Description of the task:
Rewrite the material below, replacing every "black school shoe" with "black dress shoe" and leaving everything else unchanged.

Recorded data:

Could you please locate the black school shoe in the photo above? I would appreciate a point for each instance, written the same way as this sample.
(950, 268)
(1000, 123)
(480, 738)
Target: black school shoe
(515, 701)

Output below:
Could you please locate the black dress shoe in the photo above? I would appreciate a point for each instance, written the same way as this sample.
(950, 268)
(1000, 123)
(480, 738)
Target: black dress shoe
(515, 701)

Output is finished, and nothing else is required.